## PROBLEM DETAILS
Count the lines below that contain the word "lamp", and give only that number.

## THE RECORDS
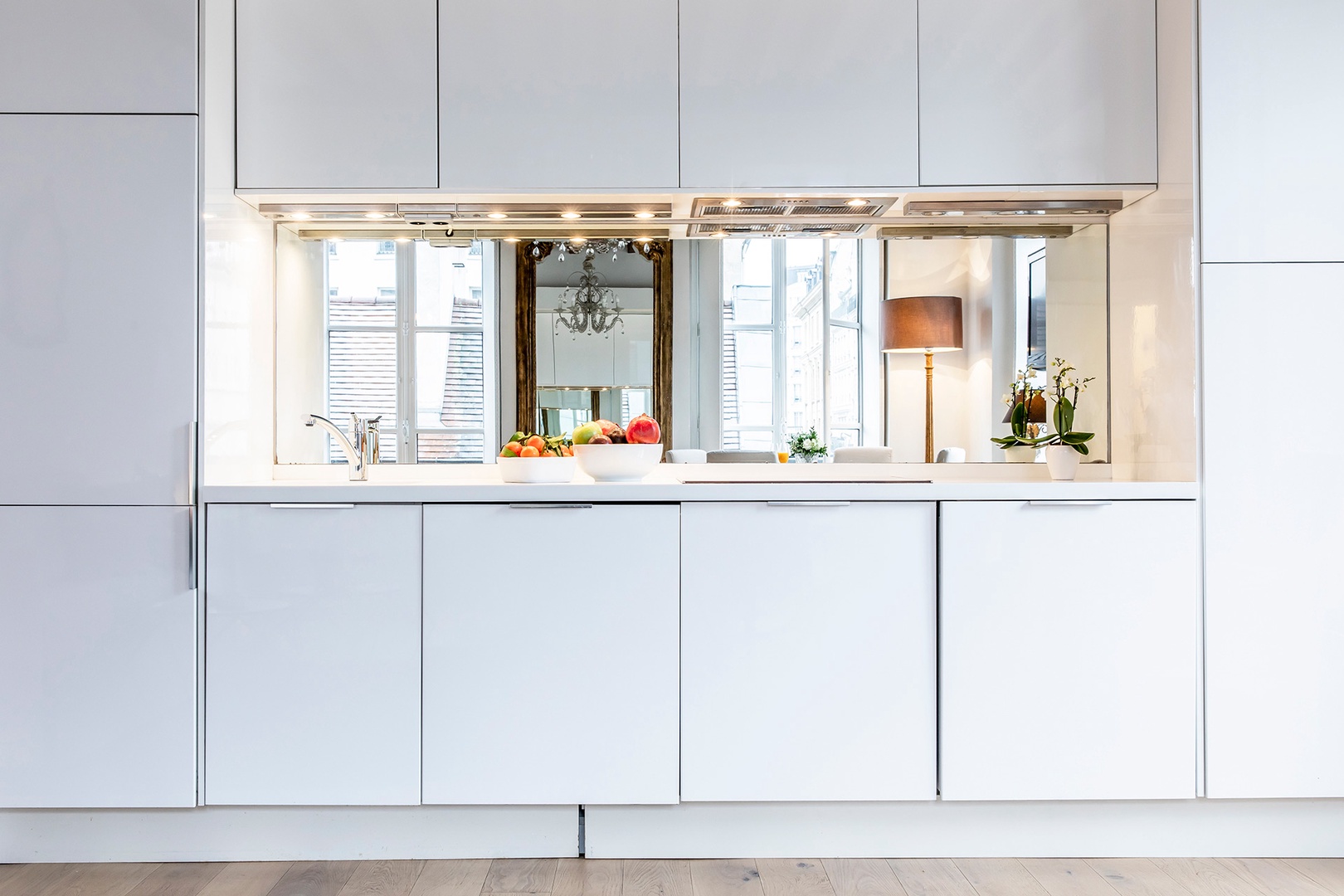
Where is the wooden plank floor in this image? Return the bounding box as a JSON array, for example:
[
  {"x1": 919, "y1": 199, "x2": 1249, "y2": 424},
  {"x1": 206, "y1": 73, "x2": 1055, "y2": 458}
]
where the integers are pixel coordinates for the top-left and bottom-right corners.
[{"x1": 0, "y1": 859, "x2": 1344, "y2": 896}]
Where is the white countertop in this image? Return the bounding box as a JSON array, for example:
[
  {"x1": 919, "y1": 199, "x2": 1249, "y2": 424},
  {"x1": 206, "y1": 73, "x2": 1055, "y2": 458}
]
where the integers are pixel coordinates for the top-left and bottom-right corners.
[{"x1": 200, "y1": 464, "x2": 1199, "y2": 504}]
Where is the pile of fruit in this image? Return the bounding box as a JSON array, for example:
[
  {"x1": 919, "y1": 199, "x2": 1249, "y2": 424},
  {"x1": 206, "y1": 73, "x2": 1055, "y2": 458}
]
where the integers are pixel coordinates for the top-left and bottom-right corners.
[
  {"x1": 500, "y1": 430, "x2": 574, "y2": 457},
  {"x1": 500, "y1": 414, "x2": 663, "y2": 457}
]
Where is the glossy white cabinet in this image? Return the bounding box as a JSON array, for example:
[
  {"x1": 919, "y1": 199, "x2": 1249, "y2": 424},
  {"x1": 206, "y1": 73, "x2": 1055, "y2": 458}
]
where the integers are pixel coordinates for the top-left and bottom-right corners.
[
  {"x1": 1201, "y1": 265, "x2": 1344, "y2": 798},
  {"x1": 236, "y1": 0, "x2": 438, "y2": 189},
  {"x1": 681, "y1": 503, "x2": 937, "y2": 802},
  {"x1": 204, "y1": 504, "x2": 421, "y2": 806},
  {"x1": 1199, "y1": 0, "x2": 1344, "y2": 262},
  {"x1": 423, "y1": 504, "x2": 677, "y2": 805},
  {"x1": 438, "y1": 0, "x2": 677, "y2": 191},
  {"x1": 680, "y1": 0, "x2": 919, "y2": 191},
  {"x1": 0, "y1": 0, "x2": 197, "y2": 113},
  {"x1": 0, "y1": 115, "x2": 199, "y2": 505},
  {"x1": 938, "y1": 501, "x2": 1199, "y2": 799},
  {"x1": 0, "y1": 506, "x2": 197, "y2": 807},
  {"x1": 919, "y1": 0, "x2": 1157, "y2": 185}
]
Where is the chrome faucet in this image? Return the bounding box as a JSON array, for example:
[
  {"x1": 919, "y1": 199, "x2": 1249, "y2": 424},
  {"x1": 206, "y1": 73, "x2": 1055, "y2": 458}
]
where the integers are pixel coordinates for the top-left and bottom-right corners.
[{"x1": 304, "y1": 414, "x2": 368, "y2": 482}]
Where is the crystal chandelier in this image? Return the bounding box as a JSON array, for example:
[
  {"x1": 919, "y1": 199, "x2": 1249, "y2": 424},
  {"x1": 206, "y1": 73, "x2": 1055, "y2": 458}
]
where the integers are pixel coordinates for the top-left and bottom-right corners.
[{"x1": 555, "y1": 252, "x2": 625, "y2": 336}]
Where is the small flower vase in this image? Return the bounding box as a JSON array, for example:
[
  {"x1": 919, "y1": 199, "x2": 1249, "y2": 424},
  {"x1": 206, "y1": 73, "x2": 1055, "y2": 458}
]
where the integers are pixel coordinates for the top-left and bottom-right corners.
[{"x1": 1045, "y1": 445, "x2": 1082, "y2": 482}]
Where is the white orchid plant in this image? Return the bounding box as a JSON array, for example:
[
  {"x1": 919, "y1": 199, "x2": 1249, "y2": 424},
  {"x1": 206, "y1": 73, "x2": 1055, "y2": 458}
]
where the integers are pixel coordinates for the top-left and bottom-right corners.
[{"x1": 1045, "y1": 358, "x2": 1097, "y2": 454}]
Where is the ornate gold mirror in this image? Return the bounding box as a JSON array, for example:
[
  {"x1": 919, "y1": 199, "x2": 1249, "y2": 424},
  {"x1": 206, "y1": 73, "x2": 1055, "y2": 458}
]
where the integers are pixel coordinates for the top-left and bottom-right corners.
[{"x1": 514, "y1": 239, "x2": 672, "y2": 446}]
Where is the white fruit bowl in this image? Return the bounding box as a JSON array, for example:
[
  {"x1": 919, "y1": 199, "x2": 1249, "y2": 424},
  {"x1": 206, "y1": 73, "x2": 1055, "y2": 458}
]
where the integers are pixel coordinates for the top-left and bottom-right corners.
[
  {"x1": 494, "y1": 457, "x2": 575, "y2": 482},
  {"x1": 574, "y1": 445, "x2": 663, "y2": 482}
]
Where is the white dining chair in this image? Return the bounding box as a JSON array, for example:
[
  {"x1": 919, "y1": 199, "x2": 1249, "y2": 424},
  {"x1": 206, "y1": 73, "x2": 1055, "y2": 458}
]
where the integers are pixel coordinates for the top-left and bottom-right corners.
[{"x1": 836, "y1": 446, "x2": 893, "y2": 464}]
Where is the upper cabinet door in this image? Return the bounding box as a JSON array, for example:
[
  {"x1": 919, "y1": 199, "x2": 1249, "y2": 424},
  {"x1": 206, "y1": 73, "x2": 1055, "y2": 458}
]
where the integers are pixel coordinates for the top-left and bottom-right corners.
[
  {"x1": 0, "y1": 508, "x2": 197, "y2": 807},
  {"x1": 919, "y1": 0, "x2": 1157, "y2": 187},
  {"x1": 0, "y1": 115, "x2": 199, "y2": 504},
  {"x1": 1199, "y1": 0, "x2": 1344, "y2": 262},
  {"x1": 0, "y1": 0, "x2": 197, "y2": 113},
  {"x1": 680, "y1": 0, "x2": 919, "y2": 189},
  {"x1": 438, "y1": 0, "x2": 677, "y2": 191},
  {"x1": 236, "y1": 0, "x2": 438, "y2": 189}
]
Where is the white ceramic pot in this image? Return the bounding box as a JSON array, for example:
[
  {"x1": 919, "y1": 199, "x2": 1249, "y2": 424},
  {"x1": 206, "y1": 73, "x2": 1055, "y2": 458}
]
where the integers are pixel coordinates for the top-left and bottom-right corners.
[{"x1": 1045, "y1": 445, "x2": 1082, "y2": 482}]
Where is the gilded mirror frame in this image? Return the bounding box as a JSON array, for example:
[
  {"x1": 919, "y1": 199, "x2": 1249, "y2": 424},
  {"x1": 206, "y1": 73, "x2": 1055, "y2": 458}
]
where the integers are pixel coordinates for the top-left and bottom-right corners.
[{"x1": 514, "y1": 239, "x2": 672, "y2": 449}]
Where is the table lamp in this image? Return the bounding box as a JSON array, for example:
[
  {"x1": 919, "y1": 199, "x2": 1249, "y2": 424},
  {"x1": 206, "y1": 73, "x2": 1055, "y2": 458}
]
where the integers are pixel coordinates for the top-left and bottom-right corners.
[{"x1": 882, "y1": 295, "x2": 961, "y2": 464}]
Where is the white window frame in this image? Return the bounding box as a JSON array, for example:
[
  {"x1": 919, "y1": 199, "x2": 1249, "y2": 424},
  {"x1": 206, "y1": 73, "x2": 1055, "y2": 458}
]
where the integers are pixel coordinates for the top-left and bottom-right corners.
[
  {"x1": 700, "y1": 238, "x2": 882, "y2": 447},
  {"x1": 323, "y1": 239, "x2": 500, "y2": 464}
]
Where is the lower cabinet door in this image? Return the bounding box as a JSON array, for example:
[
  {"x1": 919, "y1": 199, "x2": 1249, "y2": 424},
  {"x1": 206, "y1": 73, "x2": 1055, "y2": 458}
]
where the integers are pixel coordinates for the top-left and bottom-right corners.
[
  {"x1": 0, "y1": 506, "x2": 197, "y2": 807},
  {"x1": 204, "y1": 504, "x2": 421, "y2": 806},
  {"x1": 681, "y1": 503, "x2": 937, "y2": 801},
  {"x1": 423, "y1": 504, "x2": 677, "y2": 805},
  {"x1": 939, "y1": 501, "x2": 1199, "y2": 799}
]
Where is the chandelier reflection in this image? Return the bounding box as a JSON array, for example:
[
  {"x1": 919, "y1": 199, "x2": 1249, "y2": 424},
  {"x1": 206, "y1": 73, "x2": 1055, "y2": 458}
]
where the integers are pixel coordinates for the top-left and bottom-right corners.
[{"x1": 555, "y1": 247, "x2": 625, "y2": 336}]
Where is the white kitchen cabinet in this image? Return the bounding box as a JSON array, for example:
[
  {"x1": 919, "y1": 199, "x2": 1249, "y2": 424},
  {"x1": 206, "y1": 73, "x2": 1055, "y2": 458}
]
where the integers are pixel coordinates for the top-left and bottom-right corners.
[
  {"x1": 611, "y1": 313, "x2": 653, "y2": 387},
  {"x1": 938, "y1": 501, "x2": 1199, "y2": 799},
  {"x1": 438, "y1": 0, "x2": 677, "y2": 191},
  {"x1": 0, "y1": 115, "x2": 199, "y2": 505},
  {"x1": 919, "y1": 0, "x2": 1157, "y2": 187},
  {"x1": 236, "y1": 0, "x2": 438, "y2": 189},
  {"x1": 680, "y1": 0, "x2": 919, "y2": 191},
  {"x1": 0, "y1": 506, "x2": 197, "y2": 807},
  {"x1": 0, "y1": 0, "x2": 197, "y2": 112},
  {"x1": 1199, "y1": 0, "x2": 1344, "y2": 262},
  {"x1": 681, "y1": 501, "x2": 937, "y2": 802},
  {"x1": 423, "y1": 504, "x2": 677, "y2": 805},
  {"x1": 1200, "y1": 265, "x2": 1344, "y2": 798},
  {"x1": 204, "y1": 504, "x2": 421, "y2": 806}
]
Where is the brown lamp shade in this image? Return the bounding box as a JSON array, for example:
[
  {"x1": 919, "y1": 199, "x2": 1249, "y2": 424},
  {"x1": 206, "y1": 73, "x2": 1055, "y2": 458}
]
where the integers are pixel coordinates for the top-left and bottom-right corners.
[
  {"x1": 1004, "y1": 392, "x2": 1045, "y2": 423},
  {"x1": 882, "y1": 295, "x2": 961, "y2": 352}
]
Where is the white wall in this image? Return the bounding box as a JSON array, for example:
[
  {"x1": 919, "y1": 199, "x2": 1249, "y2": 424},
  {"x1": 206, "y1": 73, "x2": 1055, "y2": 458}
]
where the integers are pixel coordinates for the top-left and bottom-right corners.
[
  {"x1": 200, "y1": 0, "x2": 275, "y2": 485},
  {"x1": 886, "y1": 239, "x2": 1010, "y2": 464},
  {"x1": 1110, "y1": 0, "x2": 1199, "y2": 481}
]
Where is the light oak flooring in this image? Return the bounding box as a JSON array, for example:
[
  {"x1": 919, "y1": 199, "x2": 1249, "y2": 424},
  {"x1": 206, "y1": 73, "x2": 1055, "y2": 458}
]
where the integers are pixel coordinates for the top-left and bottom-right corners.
[{"x1": 0, "y1": 859, "x2": 1344, "y2": 896}]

## RESULT FOR THIS TASK
2